— Start Entries provided —

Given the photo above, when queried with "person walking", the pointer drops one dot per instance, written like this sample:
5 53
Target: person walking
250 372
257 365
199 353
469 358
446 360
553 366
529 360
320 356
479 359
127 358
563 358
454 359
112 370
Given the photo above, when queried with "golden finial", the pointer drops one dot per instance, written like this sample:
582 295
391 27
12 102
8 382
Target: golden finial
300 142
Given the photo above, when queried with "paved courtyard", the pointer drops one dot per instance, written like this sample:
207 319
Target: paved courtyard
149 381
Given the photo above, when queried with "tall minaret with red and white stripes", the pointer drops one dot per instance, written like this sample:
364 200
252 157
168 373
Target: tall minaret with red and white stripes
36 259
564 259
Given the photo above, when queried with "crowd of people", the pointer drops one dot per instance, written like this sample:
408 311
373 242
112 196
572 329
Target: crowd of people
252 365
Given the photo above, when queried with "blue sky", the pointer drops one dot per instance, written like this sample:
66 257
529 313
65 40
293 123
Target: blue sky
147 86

— End Entries provided —
— Start Entries provided —

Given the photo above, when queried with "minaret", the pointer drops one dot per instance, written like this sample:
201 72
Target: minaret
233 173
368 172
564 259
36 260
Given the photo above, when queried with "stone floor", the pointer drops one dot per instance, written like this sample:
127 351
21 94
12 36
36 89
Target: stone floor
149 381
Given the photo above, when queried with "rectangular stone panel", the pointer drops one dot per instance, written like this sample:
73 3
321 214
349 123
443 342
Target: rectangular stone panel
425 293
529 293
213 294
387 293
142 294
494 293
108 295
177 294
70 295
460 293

— End Entries provided —

▶ **Requirement**:
Pull out every line of the material above that contains the string "person", and treat uppercase and lowercase letters as different.

▶ **Answer to this task**:
Given the photo above, when queried with "person walking", the pointer drops one dot per instance, written like this sample:
Target: person walking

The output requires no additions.